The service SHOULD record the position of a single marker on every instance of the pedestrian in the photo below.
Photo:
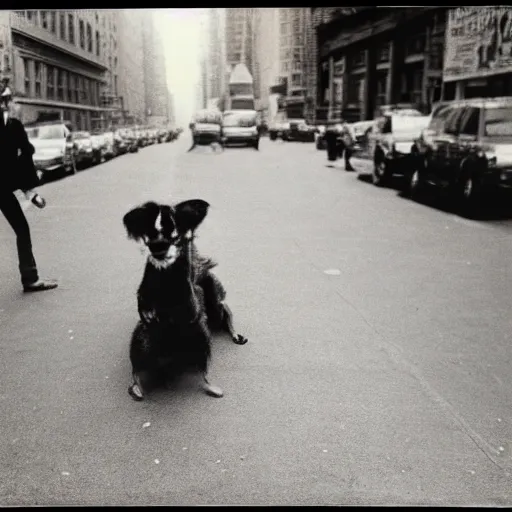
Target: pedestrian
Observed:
(331, 141)
(17, 172)
(345, 144)
(191, 127)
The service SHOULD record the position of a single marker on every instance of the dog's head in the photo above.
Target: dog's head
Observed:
(164, 228)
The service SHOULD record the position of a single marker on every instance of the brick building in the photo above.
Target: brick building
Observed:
(56, 63)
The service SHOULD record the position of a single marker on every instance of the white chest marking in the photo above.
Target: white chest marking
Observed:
(170, 258)
(158, 223)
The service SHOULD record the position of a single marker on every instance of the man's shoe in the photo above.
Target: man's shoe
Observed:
(41, 285)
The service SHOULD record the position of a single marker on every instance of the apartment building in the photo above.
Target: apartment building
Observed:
(240, 40)
(56, 63)
(216, 53)
(155, 72)
(372, 56)
(128, 82)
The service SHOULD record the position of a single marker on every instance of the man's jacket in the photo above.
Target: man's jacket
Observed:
(17, 169)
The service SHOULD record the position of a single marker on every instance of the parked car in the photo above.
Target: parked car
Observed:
(240, 127)
(84, 152)
(54, 152)
(298, 130)
(206, 127)
(466, 149)
(389, 144)
(110, 149)
(98, 147)
(319, 138)
(277, 126)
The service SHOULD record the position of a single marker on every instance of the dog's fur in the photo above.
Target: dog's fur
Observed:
(179, 299)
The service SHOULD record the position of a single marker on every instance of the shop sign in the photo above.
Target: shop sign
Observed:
(478, 42)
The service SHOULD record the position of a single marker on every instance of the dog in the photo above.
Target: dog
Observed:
(180, 301)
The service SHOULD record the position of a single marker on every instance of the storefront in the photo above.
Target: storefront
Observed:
(377, 57)
(478, 57)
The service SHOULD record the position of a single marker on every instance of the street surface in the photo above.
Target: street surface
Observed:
(378, 365)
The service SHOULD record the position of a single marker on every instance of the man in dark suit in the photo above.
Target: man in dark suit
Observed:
(17, 172)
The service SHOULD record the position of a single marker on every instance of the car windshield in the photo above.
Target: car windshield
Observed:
(208, 117)
(82, 135)
(238, 119)
(47, 132)
(498, 122)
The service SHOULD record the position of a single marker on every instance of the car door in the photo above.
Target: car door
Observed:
(468, 136)
(446, 152)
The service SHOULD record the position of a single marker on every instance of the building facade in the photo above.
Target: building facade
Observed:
(216, 57)
(56, 64)
(131, 88)
(155, 72)
(240, 37)
(373, 56)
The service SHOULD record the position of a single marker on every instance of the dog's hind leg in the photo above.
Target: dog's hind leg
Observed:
(210, 389)
(227, 324)
(136, 390)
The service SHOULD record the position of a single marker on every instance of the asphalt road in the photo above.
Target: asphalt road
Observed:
(378, 365)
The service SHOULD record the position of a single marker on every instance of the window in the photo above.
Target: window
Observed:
(26, 69)
(50, 85)
(355, 89)
(71, 28)
(470, 121)
(81, 92)
(76, 92)
(38, 73)
(86, 91)
(71, 87)
(453, 121)
(358, 59)
(383, 52)
(381, 82)
(82, 33)
(60, 84)
(62, 23)
(89, 37)
(498, 122)
(53, 21)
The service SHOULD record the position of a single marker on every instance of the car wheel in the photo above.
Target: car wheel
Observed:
(72, 168)
(416, 184)
(380, 175)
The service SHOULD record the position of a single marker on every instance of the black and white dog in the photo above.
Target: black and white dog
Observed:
(179, 299)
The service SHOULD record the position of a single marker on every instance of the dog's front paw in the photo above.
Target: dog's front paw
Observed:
(135, 392)
(239, 339)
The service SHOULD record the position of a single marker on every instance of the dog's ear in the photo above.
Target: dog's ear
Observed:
(136, 221)
(189, 214)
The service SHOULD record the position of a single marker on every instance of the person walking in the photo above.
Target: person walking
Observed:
(331, 141)
(17, 172)
(345, 144)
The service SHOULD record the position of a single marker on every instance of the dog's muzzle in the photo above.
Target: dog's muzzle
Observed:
(160, 248)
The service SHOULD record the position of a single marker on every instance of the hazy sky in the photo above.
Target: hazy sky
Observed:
(183, 33)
____
## WHAT YOU NEED TO DO
Lines of the listing above that contain the word "storefront" should all be returned.

## ANSWER SPACE
The service SHOULD record the position of a single marker on every instance of the storefront in the photo above.
Target: storefront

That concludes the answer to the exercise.